#### Set task
Copy all of the rows below line for line without changing anything, and leave the pictures out of your copy.

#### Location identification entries
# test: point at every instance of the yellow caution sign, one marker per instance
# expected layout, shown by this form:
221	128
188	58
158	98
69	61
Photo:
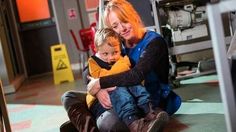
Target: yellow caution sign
61	65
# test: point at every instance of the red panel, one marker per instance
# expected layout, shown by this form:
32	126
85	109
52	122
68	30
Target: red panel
32	10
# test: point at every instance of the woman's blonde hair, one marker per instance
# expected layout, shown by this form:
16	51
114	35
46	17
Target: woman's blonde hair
106	35
126	13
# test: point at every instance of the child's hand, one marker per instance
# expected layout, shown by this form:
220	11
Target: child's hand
93	86
104	98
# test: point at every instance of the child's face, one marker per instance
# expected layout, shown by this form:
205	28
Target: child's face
109	53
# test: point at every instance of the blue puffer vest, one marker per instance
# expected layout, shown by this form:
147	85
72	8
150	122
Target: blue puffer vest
161	94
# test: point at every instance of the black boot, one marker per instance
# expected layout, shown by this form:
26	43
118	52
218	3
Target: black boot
82	119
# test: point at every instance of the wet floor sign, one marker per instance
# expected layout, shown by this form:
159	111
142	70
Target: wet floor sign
61	65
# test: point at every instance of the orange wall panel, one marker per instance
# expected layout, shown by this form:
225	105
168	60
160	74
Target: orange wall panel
32	10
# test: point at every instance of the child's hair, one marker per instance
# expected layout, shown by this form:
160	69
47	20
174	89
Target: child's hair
106	35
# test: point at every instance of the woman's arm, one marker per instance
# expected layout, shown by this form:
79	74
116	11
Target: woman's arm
155	57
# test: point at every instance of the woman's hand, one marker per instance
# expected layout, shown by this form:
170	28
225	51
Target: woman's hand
104	98
93	86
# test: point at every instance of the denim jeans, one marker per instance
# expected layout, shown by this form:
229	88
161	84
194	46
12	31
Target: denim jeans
127	102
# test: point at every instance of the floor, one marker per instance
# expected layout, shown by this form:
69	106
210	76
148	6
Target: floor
36	106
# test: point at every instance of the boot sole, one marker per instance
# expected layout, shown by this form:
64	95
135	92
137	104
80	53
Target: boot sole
159	123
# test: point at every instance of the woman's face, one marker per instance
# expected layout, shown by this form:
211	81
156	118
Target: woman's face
125	29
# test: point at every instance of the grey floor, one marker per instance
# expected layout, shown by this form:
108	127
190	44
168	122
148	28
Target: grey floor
201	111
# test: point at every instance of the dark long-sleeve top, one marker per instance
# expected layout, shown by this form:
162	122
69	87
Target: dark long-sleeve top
154	58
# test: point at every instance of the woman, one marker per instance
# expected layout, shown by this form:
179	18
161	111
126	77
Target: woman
149	55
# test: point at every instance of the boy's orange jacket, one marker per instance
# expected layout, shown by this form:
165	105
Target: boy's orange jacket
122	65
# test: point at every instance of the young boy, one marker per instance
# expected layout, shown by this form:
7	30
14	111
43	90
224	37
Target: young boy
127	102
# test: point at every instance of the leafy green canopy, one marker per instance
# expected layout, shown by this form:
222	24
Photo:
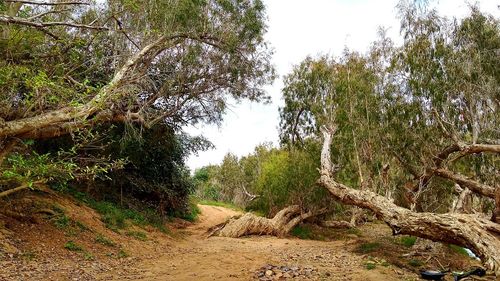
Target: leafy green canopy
397	107
58	58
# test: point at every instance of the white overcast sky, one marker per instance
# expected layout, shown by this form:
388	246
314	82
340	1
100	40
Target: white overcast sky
296	29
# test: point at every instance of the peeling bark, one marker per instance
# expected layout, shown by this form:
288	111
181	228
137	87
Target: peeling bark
480	235
249	224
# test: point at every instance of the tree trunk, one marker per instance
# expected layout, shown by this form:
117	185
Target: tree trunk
249	224
496	212
480	235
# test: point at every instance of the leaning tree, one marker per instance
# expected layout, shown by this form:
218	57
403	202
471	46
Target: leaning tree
67	66
422	117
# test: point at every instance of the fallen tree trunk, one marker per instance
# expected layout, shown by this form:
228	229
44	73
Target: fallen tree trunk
480	235
249	224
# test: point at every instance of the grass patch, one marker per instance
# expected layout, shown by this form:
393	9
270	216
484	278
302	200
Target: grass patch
137	235
193	212
88	256
72	246
28	255
368	247
407	241
62	221
370	265
354	230
101	239
116	217
122	254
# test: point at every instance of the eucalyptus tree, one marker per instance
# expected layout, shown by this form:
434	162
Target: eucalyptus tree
434	102
67	66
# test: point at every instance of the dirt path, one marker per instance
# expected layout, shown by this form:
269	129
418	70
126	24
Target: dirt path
195	257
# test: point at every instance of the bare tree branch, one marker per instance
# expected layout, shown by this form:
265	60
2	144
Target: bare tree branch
47	3
477	187
43	25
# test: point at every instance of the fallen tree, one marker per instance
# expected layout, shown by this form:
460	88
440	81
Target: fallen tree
249	224
480	235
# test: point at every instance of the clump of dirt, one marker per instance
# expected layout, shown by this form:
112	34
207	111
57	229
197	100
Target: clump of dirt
46	235
273	272
55	237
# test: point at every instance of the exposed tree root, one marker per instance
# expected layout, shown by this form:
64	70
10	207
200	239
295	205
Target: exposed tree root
249	224
480	235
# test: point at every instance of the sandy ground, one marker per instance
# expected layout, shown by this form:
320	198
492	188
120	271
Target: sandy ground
196	257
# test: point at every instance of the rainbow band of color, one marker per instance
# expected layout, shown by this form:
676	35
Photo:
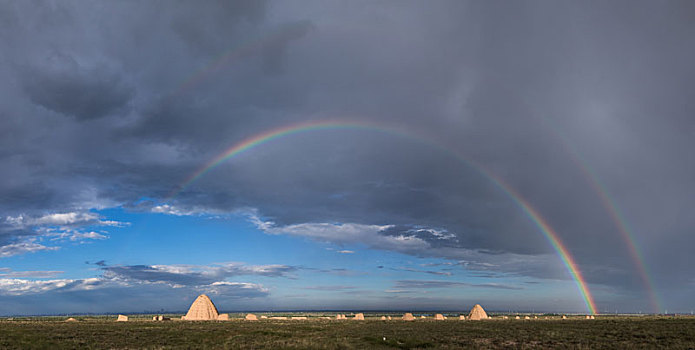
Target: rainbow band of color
614	213
525	206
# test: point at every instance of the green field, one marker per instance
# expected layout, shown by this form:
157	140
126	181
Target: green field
104	332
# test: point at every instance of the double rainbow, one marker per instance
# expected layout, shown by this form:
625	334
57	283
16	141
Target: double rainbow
545	228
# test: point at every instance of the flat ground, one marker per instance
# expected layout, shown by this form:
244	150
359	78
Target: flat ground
104	332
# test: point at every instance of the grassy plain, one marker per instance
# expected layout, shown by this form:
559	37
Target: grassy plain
103	332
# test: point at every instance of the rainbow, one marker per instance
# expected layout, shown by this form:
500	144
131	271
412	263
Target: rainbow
622	226
618	220
545	228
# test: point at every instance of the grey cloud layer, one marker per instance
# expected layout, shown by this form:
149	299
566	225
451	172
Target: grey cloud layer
106	104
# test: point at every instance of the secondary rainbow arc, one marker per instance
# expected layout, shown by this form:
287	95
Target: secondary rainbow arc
526	207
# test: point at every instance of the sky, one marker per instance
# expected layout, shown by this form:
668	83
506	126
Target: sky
347	155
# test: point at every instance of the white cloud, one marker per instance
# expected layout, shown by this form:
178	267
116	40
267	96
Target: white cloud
14	286
346	233
7	272
22	248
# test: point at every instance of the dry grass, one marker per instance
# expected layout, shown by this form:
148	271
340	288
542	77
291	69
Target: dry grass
100	332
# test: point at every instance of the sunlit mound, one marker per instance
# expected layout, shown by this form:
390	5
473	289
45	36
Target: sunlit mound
202	309
477	313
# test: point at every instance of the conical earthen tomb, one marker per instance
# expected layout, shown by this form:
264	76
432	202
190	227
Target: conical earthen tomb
202	309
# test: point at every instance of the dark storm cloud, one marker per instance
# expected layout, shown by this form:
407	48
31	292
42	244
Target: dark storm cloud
110	103
64	87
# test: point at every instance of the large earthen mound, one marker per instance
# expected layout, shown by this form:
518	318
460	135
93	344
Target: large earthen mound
477	313
202	309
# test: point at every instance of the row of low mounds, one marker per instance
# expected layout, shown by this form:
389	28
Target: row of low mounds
203	309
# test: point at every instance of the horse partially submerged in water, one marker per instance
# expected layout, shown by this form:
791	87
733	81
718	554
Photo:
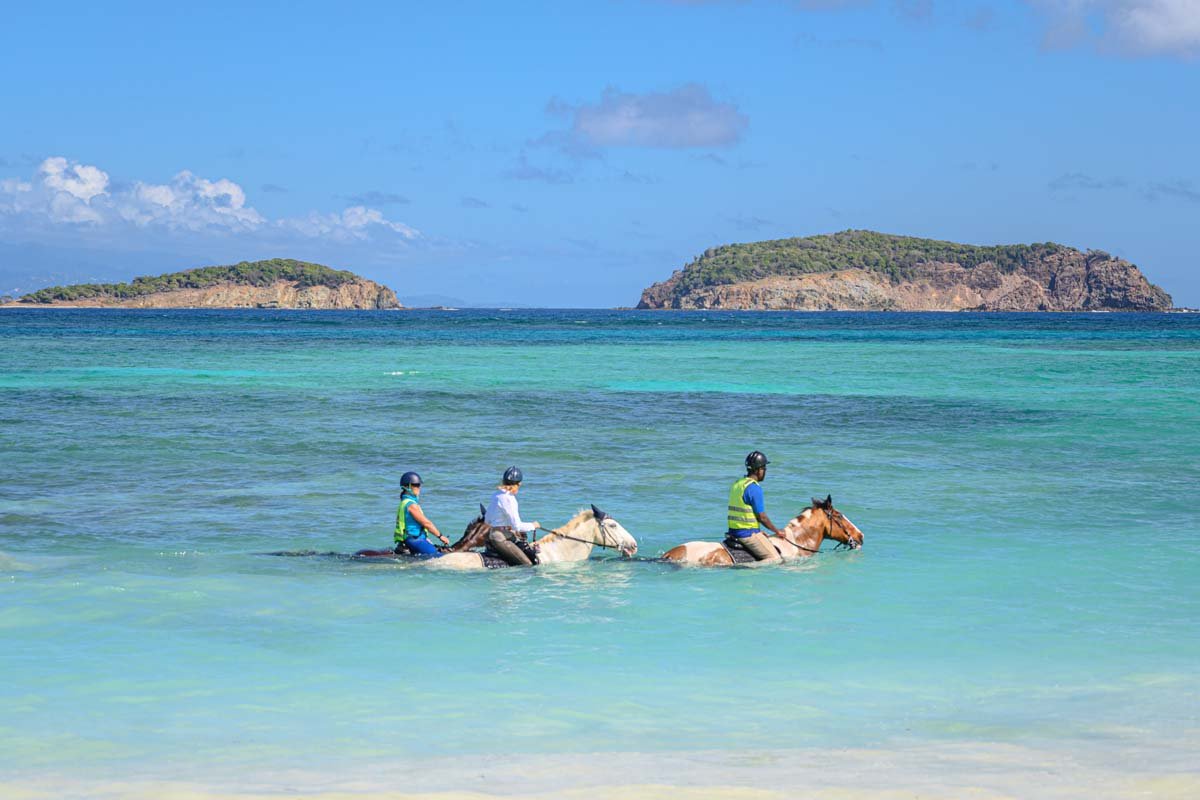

#### Full solution
# test: point at every instance of the yellow caution sign, one marker per instance
# expected layout, shown by this form:
221	128
188	58
158	98
69	61
Photo:
Target: yellow caution sign
61	65
# test: point at every instance of the red panel, one marker per instance
# expected layout, shown by this form:
32	126
85	109
52	122
68	30
Target: red panel
32	10
# test: point at every instance of the woman's blonde hair, one marker per instance
# expected layout, shown by this form:
16	51
114	35
46	17
Target: woman's blonde hair
106	35
126	13
# test: point at every instance of the child's hand, one marker per instance
# expected layout, shown by this form:
220	11
Target: child's hand
93	86
104	98
# test: point at every instance of the child's face, one marker per instance
# expected layout, shown by this form:
205	28
Target: child's face
109	53
# test: point at every instance of the blue puffer vest, one marker per instance
# expected layout, shown by this form:
147	85
72	8
150	122
Target: blue puffer vest
161	94
# test: point at every instance of the black boot, one marker per instance
# expected layout, shown by this form:
26	43
118	52
218	3
Target: black boot
82	119
# test: point at every instance of the wet floor sign, one marker per instance
# expected layout, shown by this form:
159	111
142	70
Target: wet floor sign
61	65
# test: point at every instance of the orange wall panel, one marker per instance
# expected layout, shown by this form:
225	105
168	60
160	74
Target: orange wall panel
32	10
# test: point at every instance of the child's hair, one marker per instance
# expected layout, shown by this form:
160	69
47	20
174	89
Target: child's hair
106	35
# test: point at every instance of the woman's arm, one marker per instance
# expected layout, shown by this form:
79	74
116	11
Target: woman's arm
155	57
# test: point at every instance of the woman's hand, one marker per instance
# expected layout, shown by this form:
170	28
225	51
Target: woman's hand
104	98
93	86
# test: point at every instance of the denim jeans, one marker per instance
# expected layout, shown by this form:
229	88
161	84
194	46
12	31
Target: denim jeans
127	102
# test: point at every instance of the floor, one marker per instance
# expected layout, shown by this form:
69	106
210	76
148	6
Target: floor
36	106
# test: point at every instance of the boot sole, one marker per instance
# expected layout, shown by this form:
64	95
135	92
137	104
80	53
Target: boot sole
159	123
# test: point at every instance of the woman's face, one marker per instance
# expected layout, shown by this form:
211	81
156	118
Target: woman's face
125	29
# test: point at every instance of the grey floor, one marker per instance
# expected layout, shown by this form:
108	127
190	44
168	122
148	28
Target: grey floor
201	111
# test: point at every instance of the dark long-sleeve top, one marker per instance
# expected layout, shown by this form:
162	122
69	87
Target: dark long-sleeve top
154	58
# test: point at every instance of the woman, one marker per instance
# expected layout, shown by this form:
179	18
161	111
126	77
Target: woman
149	55
# test: point at every instance of the boy's orange jacket, one marker per instance
# expected layout, shown by this form:
165	105
Target: boy's orange jacket
122	65
# test: point at every instance of the young boy, one marker per instance
# expected layout, shown by this form:
7	30
14	111
43	90
224	37
Target: young boy
127	102
# test: point at every instance of the leafy green canopy, one marker per instance
# expected layout, shown by this form:
222	24
Photo:
Target: leafy green canopy
397	107
58	58
# test: point at every instance of the white overcast sky, one marker per instance
# expected layout, shown by this form:
388	246
314	82
340	1
100	40
Target: white overcast sky
296	29
# test: point at every instance of the peeling bark, one marker per instance
# expected layout, shown by this form:
288	111
181	228
137	87
Target: peeling bark
480	235
249	224
# test: point at every instance of the tree trunk, one marker per instance
# expected layout, shown by this form:
117	185
Target: tree trunk
249	224
496	212
480	235
# test: point at every instance of the leaning tree, one marker per instance
# expected layout, shown by this form:
218	57
403	202
471	46
Target: leaning tree
67	66
422	117
# test: point at every instance of the fallen tree trunk, one marker per instance
# expected layout, shown by this form:
228	229
44	73
Target: fallen tree trunk
480	235
249	224
# test: point at every instance of the grass patch, one marker per instance
# expected layout, shown by this form:
393	9
270	216
484	278
302	200
Target: grass patch
137	235
193	212
88	256
72	246
28	255
368	247
407	241
62	221
370	265
354	230
101	239
116	217
122	254
# test: point at every instance of the eucalyptus tree, one marker per instance
# expected layout, shown by this form:
434	162
Target: eucalyptus tree
434	102
67	66
# test: point at every instance of the dirt path, one marker per instance
# expected layout, shown by this form:
269	129
418	70
126	24
Target: dirt path
195	257
# test: point at every instance of the bare tree branch, one marker per instance
# expected layout, shown by this form:
265	60
2	144
Target: bare tree branch
47	3
477	187
43	25
# test: point at every instance of the fallen tree, one marker per instance
# expected layout, shown by this form:
460	88
440	81
Target: fallen tree
249	224
480	235
# test: point at every instance of the clump of dirt, one marker per instance
# expected layout, shown by this form:
112	34
207	111
57	229
197	100
Target: clump of dirt
46	235
273	272
55	237
# test: point at every instance of the exposed tree root, one marker per instance
# expected layout, shown by this form:
64	70
10	207
200	239
295	205
Target: exposed tree root
249	224
480	235
# test: point at every instance of the sandy ground, one marker per instance
# expected layout, shown by this form:
320	198
492	188
120	271
Target: sandy ground
196	257
# test: point at every instance of the rainbow band of color, one marker per instance
# expected layout, shown by this form:
676	35
Photo:
Target: rainbow band of color
614	213
525	206
# test: point at every instance of the green field, one marker per instance
# expected layout, shown by this form:
157	140
126	181
Target: green field
104	332
# test: point at every instance of the double rainbow, one marker per instance
# expected layout, shown by this form:
625	334
57	283
16	141
Target: double rainbow
545	228
# test: point at every instance of the flat ground, one marker per instance
# expected layout, shown by this form:
244	150
359	78
Target: flat ground
104	332
# test: point at every instance of the grassy plain, one marker per instance
# expected layout, shown by this form:
559	37
Target: grassy plain
103	332
# test: point at every instance of the rainbow, one marker per instance
# expected layout, shown by this form:
500	144
131	271
412	263
Target: rainbow
622	226
618	220
545	228
# test: point at every instance of the grey cloud layer, one marker per instance
# expected layout, shown by this form:
149	299
566	225
451	172
Target: grey cloud layer
106	104
# test: point at every instance of the secondary rainbow arc, one marker per instance
# expected layout, shown by this form:
287	95
Target: secondary rainbow arc
526	207
# test: point at every instance of the sky, one marker per instance
# expected layout, shown by this form:
668	83
506	126
Target: sky
347	155
# test: point at every instance of the white cloud, one marker per instance
# expected layout, shown by this form:
178	267
116	40
267	96
Target: white cloud
14	286
346	233
7	272
22	248
# test: point at every instance of the dry grass, one marker per instance
# expected layout, shown by this form:
148	271
340	288
542	77
291	69
Target: dry grass
100	332
# test: point at every instance of the sunlit mound, one marker per instance
# expected layout, shown by this form:
390	5
473	289
45	36
Target: sunlit mound
202	309
477	313
# test: point at every instance of the conical earthen tomb, one marker per instance
# expected layout, shown by this form:
264	76
432	202
190	227
Target: conical earthen tomb
202	309
# test: point at every instance of the dark storm cloud, one marker per instance
# expected layout, shown by this form:
407	48
31	292
42	244
Target: dark storm cloud
110	103
64	87
# test: point at every instance of the large earthen mound, one marker per instance
# expected layout, shown by this form:
518	318
460	135
93	344
Target: large earthen mound
477	313
202	309
# test: point at every instance of the row of low mounds, one marker per instance
# expected layout, shown by this form:
389	28
Target: row of low mounds
203	309
# test: point at every instance of the horse partially submerged in water, one marker per instance
# expected layout, shown by this form:
791	87
733	81
718	554
Photo:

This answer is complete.